- _Data records_
================================

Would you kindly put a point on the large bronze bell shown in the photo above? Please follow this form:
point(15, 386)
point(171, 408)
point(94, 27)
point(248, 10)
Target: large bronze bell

================================

- _Task directions_
Set aside each line above that includes the string "large" and report it.

- _Answer for this exercise_
Would you kindly put a point on the large bronze bell shown in the photo above? Please follow this form:
Target: large bronze bell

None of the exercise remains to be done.